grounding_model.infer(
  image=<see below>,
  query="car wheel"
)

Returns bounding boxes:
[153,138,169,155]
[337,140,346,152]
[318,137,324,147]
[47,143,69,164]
####################
**OBJECTIVE**: Rewrite the entries above with "car wheel" changed to "vehicle wheel" and everything else left as it is.

**COMPLETED TASK**:
grounding_model.infer(
  image=<see below>,
  query="vehicle wheel"
)

Returns bounding boxes:
[153,138,169,155]
[337,140,346,152]
[318,137,324,147]
[47,143,69,164]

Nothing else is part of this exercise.